§ **EXERCISE GOAL**:
Answer these questions about the text on counting and probability that follows:
1. In how many ways can a deck of 52 cards be arranged?
2. What does the binomial distribution model?
3. Which distribution models rare events?

Probability theory quantifies uncertainty, and counting is its foundation. Before you can compute the probability of an event, you need to know how many outcomes are possible and how many of those outcomes satisfy your event. Combinatorics, the mathematics of counting, provides the tools to answer these questions systematically.



The multiplication principle states that if one task has m ways and a second independent task has n ways, the combined task has m x n ways. This simple idea underlies all of combinatorics. With it, you can count the number of possible license plates, passwords, or DNA sequences.



Permutations count arrangements where order matters. The number of ways to arrange r items from n distinct items is nPr = n! / (n-r)!. The number of ways to arrange all n items is n!. For example, a deck of 52 cards can be arranged in 52! ways, which is about 8 x 10^67, vastly more than the number of atoms on Earth. Our permutation and combination calculator computes these values along with step-by-step explanations.



Combinations count selections where order does not matter. The number of ways to choose r items from n is nCr = n! / (r! x (n-r)!), also written as C(n, r) or the binomial coefficient. The difference from permutations is the division by r!, which accounts for all the orderings of the same selection that we no longer distinguish.



Pascal’s triangle provides a beautiful visual representation of binomial coefficients. Each entry is the sum of the two entries above it, reflecting the identity C(n, r) = C(n-1, r-1) + C(n-1, r). The binomial theorem, (a+b)^n = sum C(n,r) a^r b^(n-r), connects these coefficients to polynomial expansion. Our binomial expansion calculator generates these expansions automatically.



In probability, the formula P(event) = favorable outcomes / total outcomes assumes equally likely outcomes. When outcomes are not equally likely, you count using combinatorics and weight by probability. The factorial calculator helps with large factorial computations needed for probability problems.



Conditional probability and Bayes’ theorem extend basic probability to situations where you have prior information. P(A|B) = P(B|A)P(A) / P(B). This formula is used in medical testing (what does a positive test result really mean?), spam filtering, and machine learning.



The binomial distribution models the number of successes in n independent trials with success probability p. Its probability mass function uses binomial coefficients: P(X = k) = C(n, k) p^k (1-p)^(n-k). The normal distribution approximates the binomial for large n. The Poisson distribution models rare events and is derived from the binomial in the limit as n approaches infinity and p approaches zero.



Mastering combinatorics requires practice with identifying whether order matters (permutation vs combination), whether items are distinct or identical, and whether selections are made with or without replacement. The calculator tools on this site let you verify your reasoning and build intuition through experimentation.

§ **DATA**:
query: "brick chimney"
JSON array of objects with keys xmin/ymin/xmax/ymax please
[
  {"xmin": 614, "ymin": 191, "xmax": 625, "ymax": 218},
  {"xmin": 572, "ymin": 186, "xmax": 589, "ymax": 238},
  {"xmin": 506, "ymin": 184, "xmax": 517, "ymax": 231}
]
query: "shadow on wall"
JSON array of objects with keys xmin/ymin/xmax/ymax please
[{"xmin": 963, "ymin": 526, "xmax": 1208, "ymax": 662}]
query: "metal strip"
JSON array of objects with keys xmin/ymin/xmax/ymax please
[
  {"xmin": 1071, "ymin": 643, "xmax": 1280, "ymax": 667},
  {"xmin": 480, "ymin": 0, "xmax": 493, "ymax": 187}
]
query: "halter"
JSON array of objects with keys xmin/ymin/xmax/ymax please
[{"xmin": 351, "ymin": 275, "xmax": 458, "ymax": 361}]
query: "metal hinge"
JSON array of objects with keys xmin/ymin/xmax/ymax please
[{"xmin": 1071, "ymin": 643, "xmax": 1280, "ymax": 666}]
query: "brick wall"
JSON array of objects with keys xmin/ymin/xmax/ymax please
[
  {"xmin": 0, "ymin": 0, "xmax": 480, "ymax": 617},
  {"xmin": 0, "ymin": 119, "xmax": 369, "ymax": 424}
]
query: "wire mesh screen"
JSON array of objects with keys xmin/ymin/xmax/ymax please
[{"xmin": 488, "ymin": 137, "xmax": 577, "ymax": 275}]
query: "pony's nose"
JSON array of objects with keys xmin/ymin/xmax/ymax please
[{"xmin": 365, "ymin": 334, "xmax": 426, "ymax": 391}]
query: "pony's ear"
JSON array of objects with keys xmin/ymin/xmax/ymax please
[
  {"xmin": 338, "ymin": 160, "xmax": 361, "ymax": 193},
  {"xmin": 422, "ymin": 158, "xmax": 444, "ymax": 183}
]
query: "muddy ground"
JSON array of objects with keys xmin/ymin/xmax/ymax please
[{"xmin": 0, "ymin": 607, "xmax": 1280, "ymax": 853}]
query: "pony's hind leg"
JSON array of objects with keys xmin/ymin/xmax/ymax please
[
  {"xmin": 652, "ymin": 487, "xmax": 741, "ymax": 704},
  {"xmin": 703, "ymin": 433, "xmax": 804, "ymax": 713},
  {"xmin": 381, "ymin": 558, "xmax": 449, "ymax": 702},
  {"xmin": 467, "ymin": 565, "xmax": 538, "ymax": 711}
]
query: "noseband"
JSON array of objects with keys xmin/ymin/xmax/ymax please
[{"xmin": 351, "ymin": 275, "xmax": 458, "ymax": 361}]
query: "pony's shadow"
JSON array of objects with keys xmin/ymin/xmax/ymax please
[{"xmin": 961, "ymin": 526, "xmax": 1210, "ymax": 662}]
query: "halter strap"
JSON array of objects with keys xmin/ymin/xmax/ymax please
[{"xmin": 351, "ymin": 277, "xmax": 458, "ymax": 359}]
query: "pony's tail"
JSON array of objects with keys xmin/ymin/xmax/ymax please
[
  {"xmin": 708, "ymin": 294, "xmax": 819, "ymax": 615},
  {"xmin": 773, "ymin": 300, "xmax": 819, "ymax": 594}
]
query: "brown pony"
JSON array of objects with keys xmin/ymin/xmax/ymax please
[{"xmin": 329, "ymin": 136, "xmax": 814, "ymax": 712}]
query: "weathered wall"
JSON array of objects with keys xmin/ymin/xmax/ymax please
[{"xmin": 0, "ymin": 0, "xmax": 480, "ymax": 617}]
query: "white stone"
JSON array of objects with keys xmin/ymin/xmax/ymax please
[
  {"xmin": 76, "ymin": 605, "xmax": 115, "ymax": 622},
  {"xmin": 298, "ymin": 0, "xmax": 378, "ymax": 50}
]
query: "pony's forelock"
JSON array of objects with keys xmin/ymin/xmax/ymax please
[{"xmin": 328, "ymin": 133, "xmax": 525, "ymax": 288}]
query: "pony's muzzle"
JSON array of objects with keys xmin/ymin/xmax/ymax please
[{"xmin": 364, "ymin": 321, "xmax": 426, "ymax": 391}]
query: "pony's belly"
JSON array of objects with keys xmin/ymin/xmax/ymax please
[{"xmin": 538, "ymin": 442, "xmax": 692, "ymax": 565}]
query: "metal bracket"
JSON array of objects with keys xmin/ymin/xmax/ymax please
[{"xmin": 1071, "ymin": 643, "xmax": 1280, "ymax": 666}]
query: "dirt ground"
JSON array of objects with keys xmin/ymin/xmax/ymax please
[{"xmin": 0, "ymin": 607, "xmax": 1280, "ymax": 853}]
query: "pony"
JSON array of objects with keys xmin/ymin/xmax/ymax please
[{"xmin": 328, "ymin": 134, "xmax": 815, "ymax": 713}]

§ **ANSWER TO THIS PROBLEM**:
1. In 52! ways, which is about 8 x 10^67.
2. The number of successes in n independent trials with success probability p.
3. The Poisson distribution.